3.1 E’ da sottolineare, quindi, che sin
dall’Agenda 2030 è sancito in nuce che
la realizzazione degli obiettivi per lo Sviluppo Sostenibile debbano essere
realizzati “all’interno di una
struttura di Partnership Globale” (punto 40, pag. 10 dell’Agenda)
nell’ambito della quale non poteva mancare il riconoscimento del ruolo svolto
dal “variegato settore privato…dalle
micro-imprese…[dalle] multinazionali,
[dalle] organizzazioni della società
civile e… filantropiche
[cioè le ONG]” (punto 41, pag. 10 e punto 45, pag. 11 dell’Agenda).
4 Fissata
in generale l’Agenda nel 2015, l’oligarchia capitalistica mondiale si è ovviamente
mobilitata per dare esecuzione, in particolare, all’obiettivo n. 10 (“ridurre
l’ineguaglianza all’interno di e fra le nazioni”), preoccupandosi di dettagliare
la disciplina al fine di rendere “… più disciplinate, sicure, regolari e responsabili la migrazione e la
mobilità delle persone, anche con l’attuazione di POLITICHE MIGRATORIE PIANIFICATE
E BEN GESTITE” (punto 10.7 pag. 21 dell’Agenda).
4.1 Tale disciplina è contenuta nel testo della
fondamentale Risoluzione dell’Assemblea
Generale dell’ONU del 19 settembre 2016 (“Dichiarazione di New York per i rifugiati ed
i migranti”, di cui non è stato possibile reperire il testo in lingua
italiana) anch’essa, ovviamente, adottata con il contributo dell’allora
rappresentante italiano pro tempore. Secondo
quanto previsto al punto 21 della citata Dichiarazione (pag. 5), anche se gli
Stati hanno approvato una serie di “impegni”
che si applicano indistintamente sia ai rifugiati che ai migranti, il GCSORM darà tuttavia specifica
attuazione all’Allegato II con il quale sono state stabilite proprio le “misure per l'adozione nel 2018 di un patto globale per la
migrazione sicura, ordinata e regolare”. L’assunzione di
un corrispondente patto globale per i rifugiati – oggetto dell’Allegato
I – sembra sia stata invece rimandata ad altre sessioni
intergovernative.

# Consegne:
**a)** Estrai dal brano sull'Agenda 2030 la parte che comincia con "nell’ambito della quale" e prosegue fino a "pag. 21 dell’Agenda).".
**b)** Secondo il brano sull'Agenda 2030, in quale data è stata adottata la Risoluzione dell'Assemblea Generale dell'ONU nota come "Dichiarazione di New York per i rifugiati ed i migranti"?
L'elenco che segue è materiale a sé stante, indipendente dal brano sull'Agenda 2030.

# Elenco fornito:
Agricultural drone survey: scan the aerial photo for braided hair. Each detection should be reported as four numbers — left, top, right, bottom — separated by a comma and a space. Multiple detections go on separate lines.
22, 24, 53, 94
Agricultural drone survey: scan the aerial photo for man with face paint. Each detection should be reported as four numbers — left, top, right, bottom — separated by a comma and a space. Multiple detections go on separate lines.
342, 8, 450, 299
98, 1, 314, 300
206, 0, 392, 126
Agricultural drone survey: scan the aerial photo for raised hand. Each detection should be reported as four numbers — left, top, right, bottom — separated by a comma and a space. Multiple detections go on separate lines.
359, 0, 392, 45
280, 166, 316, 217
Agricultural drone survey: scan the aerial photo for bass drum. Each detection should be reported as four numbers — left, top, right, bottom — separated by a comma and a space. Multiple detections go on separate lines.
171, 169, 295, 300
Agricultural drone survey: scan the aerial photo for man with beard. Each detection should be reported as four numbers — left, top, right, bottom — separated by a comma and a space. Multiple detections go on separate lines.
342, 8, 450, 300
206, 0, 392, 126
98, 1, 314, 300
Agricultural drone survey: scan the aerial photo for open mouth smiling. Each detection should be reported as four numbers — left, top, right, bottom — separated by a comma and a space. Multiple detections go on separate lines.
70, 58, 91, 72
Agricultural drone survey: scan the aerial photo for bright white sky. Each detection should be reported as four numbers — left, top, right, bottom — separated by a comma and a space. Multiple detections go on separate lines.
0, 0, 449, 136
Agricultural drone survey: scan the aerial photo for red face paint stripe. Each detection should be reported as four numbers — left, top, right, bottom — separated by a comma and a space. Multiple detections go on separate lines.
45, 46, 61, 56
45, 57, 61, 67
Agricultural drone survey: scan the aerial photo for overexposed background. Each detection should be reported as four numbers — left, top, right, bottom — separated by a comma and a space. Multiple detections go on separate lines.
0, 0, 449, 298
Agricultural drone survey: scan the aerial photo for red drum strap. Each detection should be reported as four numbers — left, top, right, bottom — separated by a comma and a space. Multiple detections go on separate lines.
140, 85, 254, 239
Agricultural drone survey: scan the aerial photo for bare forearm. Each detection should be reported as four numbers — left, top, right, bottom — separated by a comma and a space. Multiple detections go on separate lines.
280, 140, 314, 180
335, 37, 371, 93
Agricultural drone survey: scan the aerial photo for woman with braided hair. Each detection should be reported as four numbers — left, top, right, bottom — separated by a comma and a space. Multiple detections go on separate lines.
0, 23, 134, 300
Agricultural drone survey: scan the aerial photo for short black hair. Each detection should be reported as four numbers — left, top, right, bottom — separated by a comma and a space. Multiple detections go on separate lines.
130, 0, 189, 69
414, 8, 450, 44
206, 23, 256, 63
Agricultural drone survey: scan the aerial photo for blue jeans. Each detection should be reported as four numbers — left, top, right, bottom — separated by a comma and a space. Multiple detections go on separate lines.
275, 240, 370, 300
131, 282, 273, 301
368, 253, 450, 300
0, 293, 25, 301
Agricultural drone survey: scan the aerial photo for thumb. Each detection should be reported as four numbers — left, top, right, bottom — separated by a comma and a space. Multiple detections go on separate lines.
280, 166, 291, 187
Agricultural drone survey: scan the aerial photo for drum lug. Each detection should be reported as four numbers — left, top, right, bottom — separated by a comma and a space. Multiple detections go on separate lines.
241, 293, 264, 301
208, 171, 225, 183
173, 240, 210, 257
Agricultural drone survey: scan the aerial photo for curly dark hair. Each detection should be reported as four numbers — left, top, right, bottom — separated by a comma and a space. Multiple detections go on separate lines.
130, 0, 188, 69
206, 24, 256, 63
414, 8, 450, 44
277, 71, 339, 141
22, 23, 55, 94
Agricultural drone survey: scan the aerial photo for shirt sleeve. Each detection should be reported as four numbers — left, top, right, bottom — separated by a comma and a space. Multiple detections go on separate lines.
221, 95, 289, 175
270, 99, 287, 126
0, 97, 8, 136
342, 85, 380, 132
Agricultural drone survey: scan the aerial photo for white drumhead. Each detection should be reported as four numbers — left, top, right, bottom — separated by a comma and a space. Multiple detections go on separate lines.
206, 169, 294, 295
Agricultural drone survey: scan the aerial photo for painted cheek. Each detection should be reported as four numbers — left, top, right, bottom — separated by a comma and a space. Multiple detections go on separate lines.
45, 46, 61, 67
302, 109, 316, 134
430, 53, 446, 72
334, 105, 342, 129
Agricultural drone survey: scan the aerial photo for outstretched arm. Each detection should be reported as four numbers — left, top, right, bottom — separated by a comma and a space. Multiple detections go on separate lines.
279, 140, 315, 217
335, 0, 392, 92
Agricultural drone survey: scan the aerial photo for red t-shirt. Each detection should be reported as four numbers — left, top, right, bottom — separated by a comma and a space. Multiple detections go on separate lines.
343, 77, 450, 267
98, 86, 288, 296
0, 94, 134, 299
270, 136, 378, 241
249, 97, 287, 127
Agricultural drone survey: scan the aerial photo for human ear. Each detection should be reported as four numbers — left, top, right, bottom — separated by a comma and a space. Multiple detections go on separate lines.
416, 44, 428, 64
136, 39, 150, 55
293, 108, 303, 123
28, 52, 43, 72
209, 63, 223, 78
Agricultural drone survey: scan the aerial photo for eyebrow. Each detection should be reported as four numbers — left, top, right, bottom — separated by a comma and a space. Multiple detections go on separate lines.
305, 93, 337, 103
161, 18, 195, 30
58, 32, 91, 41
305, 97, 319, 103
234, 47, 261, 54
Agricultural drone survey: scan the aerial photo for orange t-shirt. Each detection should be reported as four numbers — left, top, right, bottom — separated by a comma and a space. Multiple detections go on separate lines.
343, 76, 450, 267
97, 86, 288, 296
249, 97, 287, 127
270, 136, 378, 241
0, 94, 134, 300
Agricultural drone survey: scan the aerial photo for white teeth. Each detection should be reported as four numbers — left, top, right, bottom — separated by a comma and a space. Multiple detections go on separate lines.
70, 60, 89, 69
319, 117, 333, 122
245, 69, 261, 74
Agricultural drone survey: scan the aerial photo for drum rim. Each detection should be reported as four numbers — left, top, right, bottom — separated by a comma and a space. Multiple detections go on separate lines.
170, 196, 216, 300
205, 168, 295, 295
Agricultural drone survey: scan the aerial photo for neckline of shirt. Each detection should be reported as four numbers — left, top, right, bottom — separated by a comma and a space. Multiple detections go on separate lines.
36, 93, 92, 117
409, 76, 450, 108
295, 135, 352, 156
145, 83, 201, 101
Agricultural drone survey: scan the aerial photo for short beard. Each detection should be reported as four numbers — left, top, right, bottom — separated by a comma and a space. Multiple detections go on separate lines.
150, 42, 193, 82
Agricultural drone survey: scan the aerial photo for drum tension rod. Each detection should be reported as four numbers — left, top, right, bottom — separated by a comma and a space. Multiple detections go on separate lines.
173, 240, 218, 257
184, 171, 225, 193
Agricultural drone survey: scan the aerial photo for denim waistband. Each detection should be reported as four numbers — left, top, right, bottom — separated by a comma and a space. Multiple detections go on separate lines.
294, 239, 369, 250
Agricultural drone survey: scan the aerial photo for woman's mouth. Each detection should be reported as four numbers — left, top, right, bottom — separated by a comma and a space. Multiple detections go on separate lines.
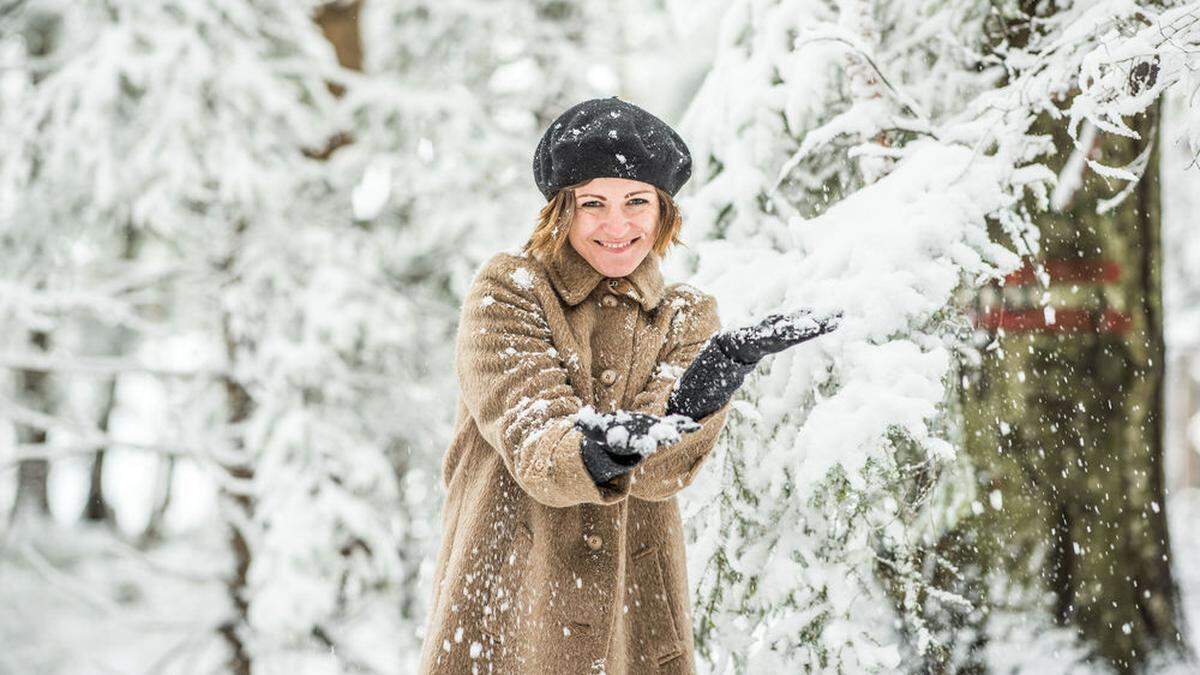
593, 237, 641, 253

# Risultati:
**a)**
nell’ambito della quale non poteva mancare il riconoscimento del ruolo svolto
dal “variegato settore privato…dalle
micro-imprese…[dalle] multinazionali,
[dalle] organizzazioni della società
civile e… filantropiche
[cioè le ONG]” (punto 41, pag. 10 e punto 45, pag. 11 dell’Agenda).
4 Fissata
in generale l’Agenda nel 2015, l’oligarchia capitalistica mondiale si è ovviamente
mobilitata per dare esecuzione, in particolare, all’obiettivo n. 10 (“ridurre
l’ineguaglianza all’interno di e fra le nazioni”), preoccupandosi di dettagliare
la disciplina al fine di rendere “… più disciplinate, sicure, regolari e responsabili la migrazione e la
mobilità delle persone, anche con l’attuazione di POLITICHE MIGRATORIE PIANIFICATE
E BEN GESTITE” (punto 10.7 pag. 21 dell’Agenda).

**b)** Il 19 settembre 2016.